_Aim of the exercise:_ Carry on the opinion piece about the Mindanao problem, starting after its last sentence.

_Given passage:_

════════════════════

Stop pontificating on the Mindanao problem


By Victor Avecilla 
Former President Fidel V. Ramos gave President Benigno Aquino III a public scolding in the weeks following the January 2015 Mamasapano massacre in Maguindanao, where 44 elite police commandos were killed by armed guerillas of the Moro Islamic Liberation Front (MILF) and their relatives from the Bangsamoro Islamic Freedom Fighters.
While Aquino may deserve the dressing-down, Ramos is not exactly the right person to scold the President.  Ramos was a general and a defense secretary before he became president and commander-in-chief of the Armed Forces of the Philippines (AFP).  Under his administration, the MILF expanded its forces and its sphere of influence in Mindanao.  This happened because Ramos was either unaware of it, or he paid no attention to it.

════════════════════

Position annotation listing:
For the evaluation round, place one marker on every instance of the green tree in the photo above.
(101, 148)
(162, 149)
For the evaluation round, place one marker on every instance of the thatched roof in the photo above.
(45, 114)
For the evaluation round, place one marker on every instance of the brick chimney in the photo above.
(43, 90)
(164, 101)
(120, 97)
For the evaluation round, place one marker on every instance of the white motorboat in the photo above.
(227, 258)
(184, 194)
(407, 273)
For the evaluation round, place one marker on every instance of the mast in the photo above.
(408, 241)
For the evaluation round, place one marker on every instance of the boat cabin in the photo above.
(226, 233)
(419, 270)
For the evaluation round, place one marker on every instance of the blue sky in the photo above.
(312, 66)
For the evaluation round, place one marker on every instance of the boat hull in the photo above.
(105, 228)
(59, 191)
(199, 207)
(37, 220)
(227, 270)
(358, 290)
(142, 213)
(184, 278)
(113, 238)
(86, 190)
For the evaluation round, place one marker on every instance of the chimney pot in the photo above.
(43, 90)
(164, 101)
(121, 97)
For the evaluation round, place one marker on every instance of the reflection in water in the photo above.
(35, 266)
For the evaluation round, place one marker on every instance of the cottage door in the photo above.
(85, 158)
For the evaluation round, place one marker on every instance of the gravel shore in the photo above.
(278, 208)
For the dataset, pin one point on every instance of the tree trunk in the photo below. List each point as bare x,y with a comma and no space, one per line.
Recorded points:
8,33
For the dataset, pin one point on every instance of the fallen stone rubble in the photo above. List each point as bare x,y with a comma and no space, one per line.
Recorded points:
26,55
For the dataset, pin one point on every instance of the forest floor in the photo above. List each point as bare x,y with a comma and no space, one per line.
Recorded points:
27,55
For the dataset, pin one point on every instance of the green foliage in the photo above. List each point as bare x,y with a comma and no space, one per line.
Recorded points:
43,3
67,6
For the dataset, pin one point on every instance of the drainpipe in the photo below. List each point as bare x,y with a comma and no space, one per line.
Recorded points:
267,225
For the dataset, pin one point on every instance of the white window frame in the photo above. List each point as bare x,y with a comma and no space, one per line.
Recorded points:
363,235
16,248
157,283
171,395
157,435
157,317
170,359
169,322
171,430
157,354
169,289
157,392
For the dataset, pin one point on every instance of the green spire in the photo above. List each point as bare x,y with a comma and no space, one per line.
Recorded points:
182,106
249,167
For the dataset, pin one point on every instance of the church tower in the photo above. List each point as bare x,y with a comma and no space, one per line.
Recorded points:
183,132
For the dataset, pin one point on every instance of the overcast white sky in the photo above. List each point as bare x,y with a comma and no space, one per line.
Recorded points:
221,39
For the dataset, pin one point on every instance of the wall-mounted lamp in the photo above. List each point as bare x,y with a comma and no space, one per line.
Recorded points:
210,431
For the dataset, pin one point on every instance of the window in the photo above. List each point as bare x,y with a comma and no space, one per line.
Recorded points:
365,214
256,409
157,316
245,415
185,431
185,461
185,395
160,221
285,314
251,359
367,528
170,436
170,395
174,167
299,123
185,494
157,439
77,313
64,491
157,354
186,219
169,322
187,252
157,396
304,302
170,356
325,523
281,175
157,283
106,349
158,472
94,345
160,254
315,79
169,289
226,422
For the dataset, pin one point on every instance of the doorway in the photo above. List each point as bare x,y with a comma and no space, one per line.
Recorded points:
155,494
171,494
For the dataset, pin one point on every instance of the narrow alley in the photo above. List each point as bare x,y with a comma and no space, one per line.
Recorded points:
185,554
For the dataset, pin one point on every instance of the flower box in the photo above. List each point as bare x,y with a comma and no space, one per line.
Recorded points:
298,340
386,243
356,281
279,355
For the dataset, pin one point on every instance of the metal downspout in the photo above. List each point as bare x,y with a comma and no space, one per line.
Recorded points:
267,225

════════════════════

_Solved exercise:_
The existence of a fortified MILF made possible by Ramos’ inaction or complacency was confirmed early on in the short-lived administration of his successor, President Joseph “Erap” Estrada.  Despite all the perceived shortcomings attributed to him, Estrada saw the uselessness of negotiating with a fortified MILF and ordered an all-out war against the separatist group.  As a result, the AFP was able to take over all of the known MILF camps in Mindanao.  If Estrada had not been removed from office by that untenable ruling of the Supreme Court anchored on his alleged “constructive resignation” from the presidency, the MILF would not have become the troublesome entity it is today.  After all, Estrada’s successor, President Gloria Macapagal-Arroyo, did nothing to stop the MILF in its tracks.      
In a television interview last February, President Ramos scored the Aquino administration for its failure to protect the rights and interests of the Filipino soldier.  That failure is clearly manifested by the way Aquino handled himself in the aftermath of the Mamasapano massacre, and by his stubborn insistence on the congressional approval of the draft Bangsamoro Basic Law (BBL), days before the 44 murdered policemen were buried.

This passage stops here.